- _Dataset entries_:
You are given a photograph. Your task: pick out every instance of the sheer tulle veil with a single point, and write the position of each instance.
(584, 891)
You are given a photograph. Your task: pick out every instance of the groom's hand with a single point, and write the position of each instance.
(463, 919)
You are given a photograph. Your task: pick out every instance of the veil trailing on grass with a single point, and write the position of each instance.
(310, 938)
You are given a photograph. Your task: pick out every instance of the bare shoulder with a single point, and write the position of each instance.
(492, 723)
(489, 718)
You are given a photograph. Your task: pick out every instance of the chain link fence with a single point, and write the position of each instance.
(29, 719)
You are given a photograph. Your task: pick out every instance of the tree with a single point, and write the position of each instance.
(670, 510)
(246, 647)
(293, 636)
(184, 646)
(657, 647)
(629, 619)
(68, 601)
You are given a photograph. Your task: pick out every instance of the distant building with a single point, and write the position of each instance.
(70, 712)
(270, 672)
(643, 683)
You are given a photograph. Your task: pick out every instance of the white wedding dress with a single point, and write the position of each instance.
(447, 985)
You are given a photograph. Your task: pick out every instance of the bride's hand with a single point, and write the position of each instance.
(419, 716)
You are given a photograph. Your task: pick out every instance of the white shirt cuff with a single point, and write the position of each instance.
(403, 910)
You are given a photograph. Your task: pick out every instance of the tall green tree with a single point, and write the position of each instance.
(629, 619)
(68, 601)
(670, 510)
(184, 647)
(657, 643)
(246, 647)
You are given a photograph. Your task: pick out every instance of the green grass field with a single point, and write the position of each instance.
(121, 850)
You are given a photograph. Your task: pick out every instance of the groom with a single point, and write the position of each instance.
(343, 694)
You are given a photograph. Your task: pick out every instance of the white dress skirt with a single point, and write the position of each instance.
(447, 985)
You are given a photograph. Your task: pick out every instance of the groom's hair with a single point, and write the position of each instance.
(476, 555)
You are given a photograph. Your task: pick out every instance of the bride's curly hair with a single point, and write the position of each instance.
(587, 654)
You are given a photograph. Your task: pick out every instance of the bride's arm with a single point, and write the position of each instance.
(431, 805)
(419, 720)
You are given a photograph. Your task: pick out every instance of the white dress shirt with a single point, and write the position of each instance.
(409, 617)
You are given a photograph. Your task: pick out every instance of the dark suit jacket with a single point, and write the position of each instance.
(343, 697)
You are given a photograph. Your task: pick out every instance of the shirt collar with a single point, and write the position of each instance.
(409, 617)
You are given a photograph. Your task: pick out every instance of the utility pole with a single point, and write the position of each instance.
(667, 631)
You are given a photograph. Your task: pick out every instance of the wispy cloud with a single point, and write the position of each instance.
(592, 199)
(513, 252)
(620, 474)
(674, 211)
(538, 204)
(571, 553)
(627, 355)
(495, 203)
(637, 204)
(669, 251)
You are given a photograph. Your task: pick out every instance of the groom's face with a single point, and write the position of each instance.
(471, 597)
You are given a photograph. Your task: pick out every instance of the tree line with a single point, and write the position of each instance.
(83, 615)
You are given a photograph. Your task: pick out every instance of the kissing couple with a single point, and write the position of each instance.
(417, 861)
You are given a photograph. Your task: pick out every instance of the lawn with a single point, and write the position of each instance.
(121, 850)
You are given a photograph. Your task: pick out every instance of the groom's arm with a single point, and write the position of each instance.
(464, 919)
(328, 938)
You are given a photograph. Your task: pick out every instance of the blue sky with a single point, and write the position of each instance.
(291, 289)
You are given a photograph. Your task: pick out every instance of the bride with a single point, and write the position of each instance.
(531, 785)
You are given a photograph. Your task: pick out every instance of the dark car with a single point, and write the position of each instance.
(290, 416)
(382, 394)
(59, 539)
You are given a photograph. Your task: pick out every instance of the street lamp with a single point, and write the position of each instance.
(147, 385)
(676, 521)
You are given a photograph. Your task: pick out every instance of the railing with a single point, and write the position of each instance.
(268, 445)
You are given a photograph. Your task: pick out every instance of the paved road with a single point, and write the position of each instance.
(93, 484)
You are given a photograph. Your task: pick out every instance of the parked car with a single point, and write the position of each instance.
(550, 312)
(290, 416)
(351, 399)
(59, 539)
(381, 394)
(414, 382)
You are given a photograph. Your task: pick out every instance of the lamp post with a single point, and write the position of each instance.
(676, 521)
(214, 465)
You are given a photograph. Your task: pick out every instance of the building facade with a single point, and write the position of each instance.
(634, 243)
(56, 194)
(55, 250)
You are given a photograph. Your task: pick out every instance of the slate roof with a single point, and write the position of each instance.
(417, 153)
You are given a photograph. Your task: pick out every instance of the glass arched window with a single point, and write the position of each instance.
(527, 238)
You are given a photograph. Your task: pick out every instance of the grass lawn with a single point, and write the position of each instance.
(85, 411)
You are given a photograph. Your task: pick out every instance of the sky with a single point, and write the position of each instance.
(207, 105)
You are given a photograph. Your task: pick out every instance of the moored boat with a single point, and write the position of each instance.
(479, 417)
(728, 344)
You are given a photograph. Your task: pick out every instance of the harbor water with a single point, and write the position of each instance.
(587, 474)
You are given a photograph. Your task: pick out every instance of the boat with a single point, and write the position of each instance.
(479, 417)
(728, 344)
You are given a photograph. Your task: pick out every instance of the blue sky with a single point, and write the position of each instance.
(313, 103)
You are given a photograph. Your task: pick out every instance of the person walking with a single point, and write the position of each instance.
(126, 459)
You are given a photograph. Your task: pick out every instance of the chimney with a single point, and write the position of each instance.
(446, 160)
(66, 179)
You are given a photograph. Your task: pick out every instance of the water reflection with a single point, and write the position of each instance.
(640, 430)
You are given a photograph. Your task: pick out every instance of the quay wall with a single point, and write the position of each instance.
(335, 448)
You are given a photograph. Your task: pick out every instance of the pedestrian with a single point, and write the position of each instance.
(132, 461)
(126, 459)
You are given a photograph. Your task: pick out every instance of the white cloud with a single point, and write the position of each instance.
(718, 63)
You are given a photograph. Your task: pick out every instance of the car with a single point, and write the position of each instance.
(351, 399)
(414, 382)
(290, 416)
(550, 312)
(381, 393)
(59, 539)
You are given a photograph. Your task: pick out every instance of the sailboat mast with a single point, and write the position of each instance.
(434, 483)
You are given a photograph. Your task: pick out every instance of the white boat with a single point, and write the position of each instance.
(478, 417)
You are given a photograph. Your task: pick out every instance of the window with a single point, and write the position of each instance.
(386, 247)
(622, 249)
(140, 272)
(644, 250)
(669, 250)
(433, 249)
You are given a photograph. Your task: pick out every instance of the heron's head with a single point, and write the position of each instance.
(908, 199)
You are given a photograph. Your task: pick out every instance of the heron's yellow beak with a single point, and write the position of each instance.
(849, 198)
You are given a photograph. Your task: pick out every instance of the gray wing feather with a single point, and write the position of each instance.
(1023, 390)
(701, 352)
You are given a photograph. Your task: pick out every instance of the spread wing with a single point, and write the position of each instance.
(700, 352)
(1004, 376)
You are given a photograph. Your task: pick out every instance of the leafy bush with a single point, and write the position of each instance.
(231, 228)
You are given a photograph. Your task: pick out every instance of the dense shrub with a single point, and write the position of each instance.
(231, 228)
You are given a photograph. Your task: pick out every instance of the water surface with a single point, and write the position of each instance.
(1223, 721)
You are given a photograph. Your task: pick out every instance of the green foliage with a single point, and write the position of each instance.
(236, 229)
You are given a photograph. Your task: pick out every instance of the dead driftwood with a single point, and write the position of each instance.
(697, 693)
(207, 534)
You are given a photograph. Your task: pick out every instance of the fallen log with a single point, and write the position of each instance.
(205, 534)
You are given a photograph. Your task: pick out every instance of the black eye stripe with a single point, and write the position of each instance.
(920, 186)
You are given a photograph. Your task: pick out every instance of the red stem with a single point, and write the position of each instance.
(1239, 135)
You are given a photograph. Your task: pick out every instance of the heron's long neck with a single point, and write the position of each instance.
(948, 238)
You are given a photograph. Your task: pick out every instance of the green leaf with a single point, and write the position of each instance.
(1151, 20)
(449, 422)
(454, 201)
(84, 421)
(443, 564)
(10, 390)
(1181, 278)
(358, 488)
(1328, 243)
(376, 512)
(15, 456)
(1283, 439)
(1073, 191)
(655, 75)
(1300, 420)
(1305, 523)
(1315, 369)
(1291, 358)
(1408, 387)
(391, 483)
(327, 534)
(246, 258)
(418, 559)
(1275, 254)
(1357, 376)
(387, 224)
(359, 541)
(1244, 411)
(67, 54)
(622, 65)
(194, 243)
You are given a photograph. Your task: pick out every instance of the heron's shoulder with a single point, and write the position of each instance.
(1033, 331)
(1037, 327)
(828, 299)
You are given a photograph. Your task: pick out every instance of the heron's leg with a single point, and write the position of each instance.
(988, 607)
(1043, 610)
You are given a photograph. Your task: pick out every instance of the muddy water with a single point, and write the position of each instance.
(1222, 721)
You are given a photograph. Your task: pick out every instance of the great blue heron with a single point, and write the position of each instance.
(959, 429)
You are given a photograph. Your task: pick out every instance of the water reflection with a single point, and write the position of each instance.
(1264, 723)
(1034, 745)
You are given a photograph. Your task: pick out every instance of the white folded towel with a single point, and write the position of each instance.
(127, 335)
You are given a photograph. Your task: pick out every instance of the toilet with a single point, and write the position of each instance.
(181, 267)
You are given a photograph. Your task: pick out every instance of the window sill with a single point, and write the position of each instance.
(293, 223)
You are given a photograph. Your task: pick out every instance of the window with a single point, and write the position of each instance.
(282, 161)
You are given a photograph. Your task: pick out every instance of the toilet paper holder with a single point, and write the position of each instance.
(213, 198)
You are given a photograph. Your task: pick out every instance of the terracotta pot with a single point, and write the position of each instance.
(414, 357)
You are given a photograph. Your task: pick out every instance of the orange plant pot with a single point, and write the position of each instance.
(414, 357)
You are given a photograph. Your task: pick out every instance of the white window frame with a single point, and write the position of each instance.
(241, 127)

- _Work to be completed_: From the line holding "of the orange" through the final line of the data above, copy every line exactly as written. Include nothing else.

- _Your solution_:
You are given a photograph. Your task: pick out every instance of the orange plant pot with a single point, and write the position of each instance.
(414, 357)
You are given a photograph. Your task: pick out every instance of the white window frame with a single point, and write the position of each instance.
(241, 127)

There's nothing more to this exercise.